TEXT TO READ —

Microservices Antipatterns [2]

Looking forward to the upcoming Geecon conference in Prague I am trying to identify new antipattern and I have to say that’s not that difficult, having been working with them here in Workshare for almost three years. The more we use them, the more dead road we find:) and it’s a natural darwinian process I guess: regardless of all what you can find now on the internet, sometimes it’s only trough your own experience that you learn. And, as Uncle Bob says, “you learn more from your mistakes than from your successes:). So let’s have a look at those new antipatterns!

Monolith Frontend

You have a single page application or a detached website that speaks to your beautiful microservices, you have to deploy in full for an upgrade, you are using vertical “feature” teams, Congrats, you are living the era of the monolithic frontend!

In fact you carefully structured your teams around different small sets of microservices, each one deployable individually, empowering your teams to deploy quickly and independently but, when you reach the frontend, you go back to the main model of having a big fat application, with merges all over the place and a single deployment. This basically put off all the benefits, team wise, of a microservice architecture.

The solution is of course splitting the app in small independent pieces, deployable independently, or move the entire responsability of the frontend to a separate team. Please note that none of these are as difficult as they seems.

Early mornings

You have a scheduled rithm for deployments (i.e. every week) and you deploy your services in the early morning, tipically around 6am, in order to avoid any disturbance to production across the world. You have a page that lists all the new services to be deployed (created manually) and who is the responsible for them.

The issue that you have is a lack of a critical component called continuous deployment, that would allow you, with a push of a button, to deploy all your software to production. As you do not have fully automated procedure to deploy to production, you are probably lacking other critical parts such as redudancy o high availability of your services.l

The solution is to take your time to have things in order:) Well crafted microservices allows you to deploy very fast and without particular hassle: you have to make sure first that your code supports that and then that your devops are fully onboard in providing the critical parts required, usually in form of automation scripts with any decent framework.

Microservices Antipattern

Last friday I was a speaker at the Geecon Microservices conference in Sopot. I was planning to talk about the whole thing, mentioning of course our work at Workshsare about msnos and I had a long presentation but I had only a 30 minutes slot. Also I went on stage after a shitload of good speeches about such topic, and so I decided to talk about a small niche not fully exploited at the moment, Microservices antipatterns: this is a short recap.

Ah, why I know about this stuff? Because at Workshsare we have a black monolith and when I joined in January 2013 I
immediately started pushing for Microservices:)

Disneyworld

When we are in Disneyworld everything smells nice, cosy and lovely. Also, there are no healthchecks, no monitoring and no metrics, so you assume everything is well in your systems, all the time.

It may seem obvious to have monitoring on any system in production, but some people think that because the services are small and so simple nothing will go wrong. Of course this is silly, because we know that if something can go wrong. it will! Also small does not imply simple, as the complexity in any distributed architecture is order of degrees higher compared to a standard monolithic system.

EXERCISE INSTRUCTIONS — Summarize the microservices antipatterns post in three sentences. You won't need the listing to do this.

MATERIAL PROVIDED —

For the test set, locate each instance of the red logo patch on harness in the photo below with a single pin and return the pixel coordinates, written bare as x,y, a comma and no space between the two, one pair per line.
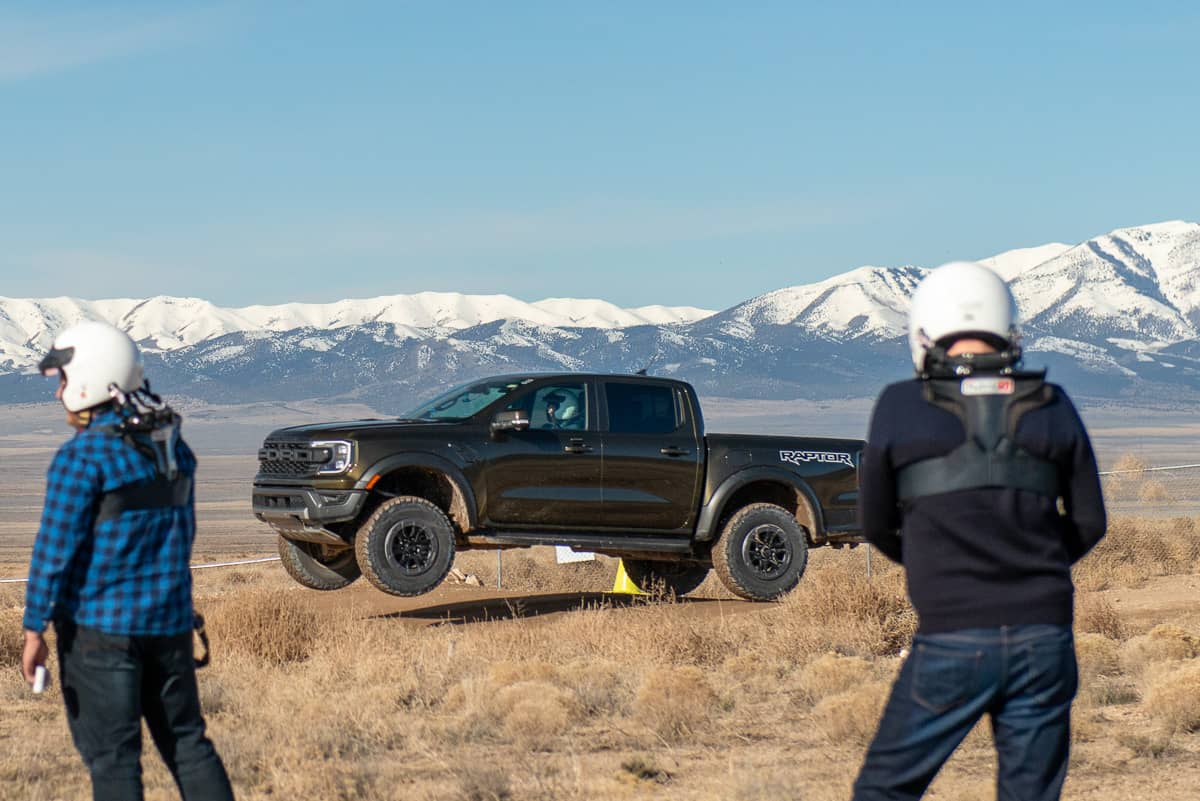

REPLY TO THE EXERCISE — The post describes microservices antipatterns the writer has run into while working with them at Workshare for almost three years. A monolithic frontend that must be deployed in full undoes the team benefits of independently deployable microservices, and scheduled early-morning deployments point to a missing continuous deployment process. The "Disneyworld" antipattern is running services with no healthchecks, monitoring, or metrics, which is a mistake because small does not mean simple and distributed architectures are much more complex than monolithic systems.